__GIVEN PASSAGE__
Materials and Methods: This is a retrospective study of 41 patients with granuloma annulare seen at a tertiary dermatological skin hospital in Singapore. The disease was classified based on whether it was localised or generalised. Remission rates and associated diseases were documented.

Results: The majority (93.9%) of lesions were localised. GA tends to occur within the first three decades of life, and 39.4% of patients were 10 years old and below. There was a slight female preponderance, and no predilection for any particular racial group. Remissions were seen in 67.6% of patients who were followed up for at least 12 months, and remissions only occurred with the localised form of GA. There were 4 cases of disseminated GA and 1 case of perforating GA. There were 6 patients with associated diabetes mellitus, 2 with pulmonary tuberculosis, and 4 patients each with hypercholesterolaemia and a history of atopy.

__RECORDED DATA__

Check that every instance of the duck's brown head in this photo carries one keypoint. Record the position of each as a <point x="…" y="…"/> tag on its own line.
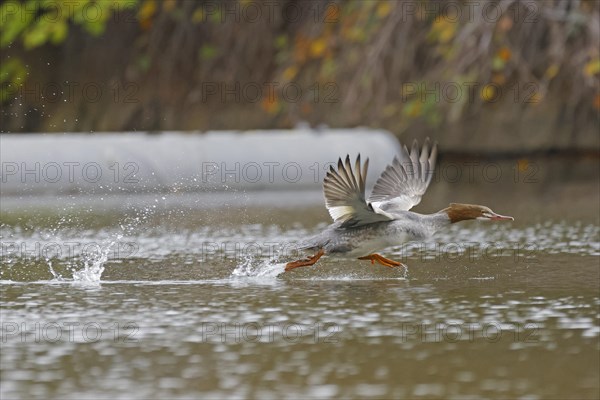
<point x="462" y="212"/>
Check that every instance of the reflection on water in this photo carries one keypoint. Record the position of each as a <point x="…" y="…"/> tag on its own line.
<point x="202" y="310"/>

...

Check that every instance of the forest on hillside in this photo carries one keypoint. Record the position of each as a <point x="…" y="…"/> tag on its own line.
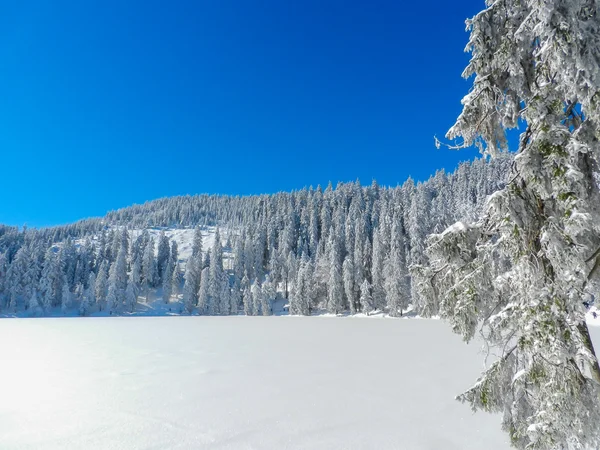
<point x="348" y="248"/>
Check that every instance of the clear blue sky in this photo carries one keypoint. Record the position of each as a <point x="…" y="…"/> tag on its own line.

--

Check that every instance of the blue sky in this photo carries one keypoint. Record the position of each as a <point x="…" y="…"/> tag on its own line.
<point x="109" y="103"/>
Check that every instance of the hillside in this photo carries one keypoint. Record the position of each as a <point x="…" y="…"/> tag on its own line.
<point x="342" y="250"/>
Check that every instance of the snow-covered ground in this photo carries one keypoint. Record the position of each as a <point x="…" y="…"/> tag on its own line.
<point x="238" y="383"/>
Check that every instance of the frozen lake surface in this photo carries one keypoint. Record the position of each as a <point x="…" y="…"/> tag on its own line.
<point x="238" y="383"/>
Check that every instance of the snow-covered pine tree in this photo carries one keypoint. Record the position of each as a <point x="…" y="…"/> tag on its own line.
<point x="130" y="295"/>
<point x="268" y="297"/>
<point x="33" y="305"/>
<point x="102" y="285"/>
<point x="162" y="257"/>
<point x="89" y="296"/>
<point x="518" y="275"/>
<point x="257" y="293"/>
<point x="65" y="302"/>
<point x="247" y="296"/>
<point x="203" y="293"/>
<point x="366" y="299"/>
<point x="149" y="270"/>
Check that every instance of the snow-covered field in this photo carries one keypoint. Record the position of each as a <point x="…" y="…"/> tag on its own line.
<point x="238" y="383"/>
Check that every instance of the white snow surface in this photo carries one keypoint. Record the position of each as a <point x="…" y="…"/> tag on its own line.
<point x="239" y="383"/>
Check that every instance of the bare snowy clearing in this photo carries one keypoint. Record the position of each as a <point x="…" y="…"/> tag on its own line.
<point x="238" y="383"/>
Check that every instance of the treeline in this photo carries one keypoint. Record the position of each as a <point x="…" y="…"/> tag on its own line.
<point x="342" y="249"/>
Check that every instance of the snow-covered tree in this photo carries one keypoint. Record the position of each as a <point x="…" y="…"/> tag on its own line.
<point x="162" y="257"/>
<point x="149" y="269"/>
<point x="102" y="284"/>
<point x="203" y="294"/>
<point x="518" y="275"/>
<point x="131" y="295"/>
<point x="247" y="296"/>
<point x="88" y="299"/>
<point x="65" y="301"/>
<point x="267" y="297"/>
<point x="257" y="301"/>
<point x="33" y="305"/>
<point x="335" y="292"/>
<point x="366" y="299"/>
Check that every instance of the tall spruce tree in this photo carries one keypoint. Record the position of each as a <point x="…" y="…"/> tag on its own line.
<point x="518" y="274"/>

__TASK INSTRUCTIONS__
A. In the granuloma annulare study summary, how many patients had associated diabetes mellitus?
B. Transcribe the granuloma annulare study summary, starting at "Materials and Methods: This" and ending at "diseases were documented.".
C. Pick up the granuloma annulare study summary after its last sentence and continue it.

__REPLIES__
A. Six patients.

B.
Materials and Methods: This is a retrospective study of 41 patients with granuloma annulare seen at a tertiary dermatological skin hospital in Singapore. The disease was classified based on whether it was localised or generalised. Remission rates and associated diseases were documented.

C.
Conclusion: The characteristics of GA in our local population do not differ significantly from that of overseas studies. While localised forms of GA have a high chance of resolving, the generalised forms of the disease are difficult to treat and do not tend to resolve totally.

Granuloma annulare (GA) is a benign, inflammatory disorder of the skin that has no proven aetiology or widely accepted theory of pathogenesis. There are several clinical manifestations, ranging from localised GA, which is the commonest form and is characterised by erythematous or flesh-coloured papules in an annular arrangement, to less commonly seen variants, including the generalised, subcutaneous and perforating types.